● **Task instructions**: Set down exactly the lines below, starting at the one that contains "object: man's trouser leg" and ending at the one that contains "object: beige coat", with both of those lines included and nothing else.

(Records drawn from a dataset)
══════

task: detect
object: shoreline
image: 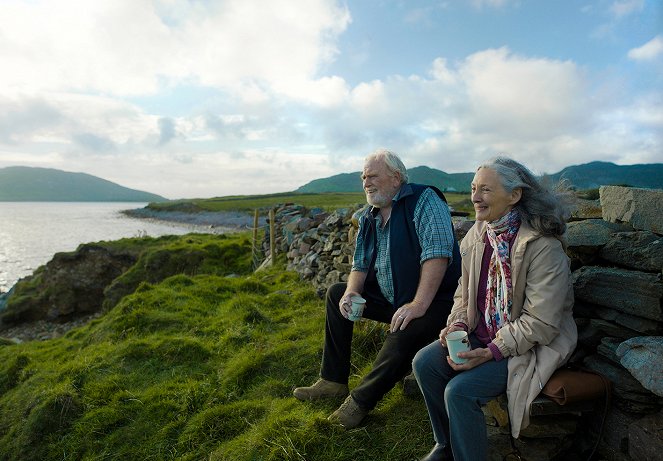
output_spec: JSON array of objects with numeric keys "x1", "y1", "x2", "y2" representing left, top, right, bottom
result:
[{"x1": 122, "y1": 207, "x2": 267, "y2": 231}]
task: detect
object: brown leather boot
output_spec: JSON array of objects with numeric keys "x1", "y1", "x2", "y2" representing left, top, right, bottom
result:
[
  {"x1": 327, "y1": 395, "x2": 369, "y2": 429},
  {"x1": 293, "y1": 379, "x2": 349, "y2": 401}
]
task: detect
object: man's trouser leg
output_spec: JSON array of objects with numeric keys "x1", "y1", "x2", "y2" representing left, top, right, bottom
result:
[
  {"x1": 320, "y1": 281, "x2": 393, "y2": 384},
  {"x1": 350, "y1": 298, "x2": 451, "y2": 410}
]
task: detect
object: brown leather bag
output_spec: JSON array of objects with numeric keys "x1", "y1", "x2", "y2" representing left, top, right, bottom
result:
[{"x1": 541, "y1": 367, "x2": 611, "y2": 405}]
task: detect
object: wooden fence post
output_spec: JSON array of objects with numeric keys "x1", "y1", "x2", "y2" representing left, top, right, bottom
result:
[
  {"x1": 269, "y1": 208, "x2": 276, "y2": 266},
  {"x1": 252, "y1": 209, "x2": 260, "y2": 270}
]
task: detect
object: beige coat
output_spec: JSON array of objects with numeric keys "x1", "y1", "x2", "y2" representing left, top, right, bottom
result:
[{"x1": 447, "y1": 221, "x2": 577, "y2": 437}]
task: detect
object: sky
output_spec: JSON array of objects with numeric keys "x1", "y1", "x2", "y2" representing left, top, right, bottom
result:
[{"x1": 0, "y1": 0, "x2": 661, "y2": 199}]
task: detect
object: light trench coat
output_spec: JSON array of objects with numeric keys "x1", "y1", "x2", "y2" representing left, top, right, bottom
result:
[{"x1": 446, "y1": 221, "x2": 577, "y2": 438}]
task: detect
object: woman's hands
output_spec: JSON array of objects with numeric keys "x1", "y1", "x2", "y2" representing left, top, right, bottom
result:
[
  {"x1": 447, "y1": 347, "x2": 493, "y2": 371},
  {"x1": 439, "y1": 325, "x2": 494, "y2": 371},
  {"x1": 438, "y1": 325, "x2": 464, "y2": 347}
]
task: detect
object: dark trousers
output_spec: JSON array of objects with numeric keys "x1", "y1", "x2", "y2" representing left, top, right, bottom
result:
[{"x1": 320, "y1": 282, "x2": 452, "y2": 410}]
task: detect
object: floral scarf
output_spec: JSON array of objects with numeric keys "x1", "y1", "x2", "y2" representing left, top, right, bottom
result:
[{"x1": 484, "y1": 208, "x2": 521, "y2": 337}]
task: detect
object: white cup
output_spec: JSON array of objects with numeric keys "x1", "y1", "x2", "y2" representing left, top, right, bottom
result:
[
  {"x1": 348, "y1": 296, "x2": 366, "y2": 321},
  {"x1": 446, "y1": 330, "x2": 471, "y2": 364}
]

══════

● **Exercise result**:
object: man's trouser leg
output_spec: JSON array of objects with numeric keys "x1", "y1", "x2", "y2" representing left, top, right, bottom
result:
[
  {"x1": 320, "y1": 281, "x2": 393, "y2": 384},
  {"x1": 350, "y1": 298, "x2": 451, "y2": 410}
]
task: detect
object: brown leather bag
output_spec: JSON array of objects with numeric keys "x1", "y1", "x2", "y2" representing left, top, right, bottom
result:
[{"x1": 541, "y1": 367, "x2": 611, "y2": 405}]
task: detect
object: wooden fence post
output_spec: JSON array of objects with numeric keys "x1", "y1", "x2", "y2" representing left, top, right, bottom
result:
[
  {"x1": 269, "y1": 208, "x2": 276, "y2": 266},
  {"x1": 252, "y1": 209, "x2": 260, "y2": 270}
]
task: detect
object: beige coat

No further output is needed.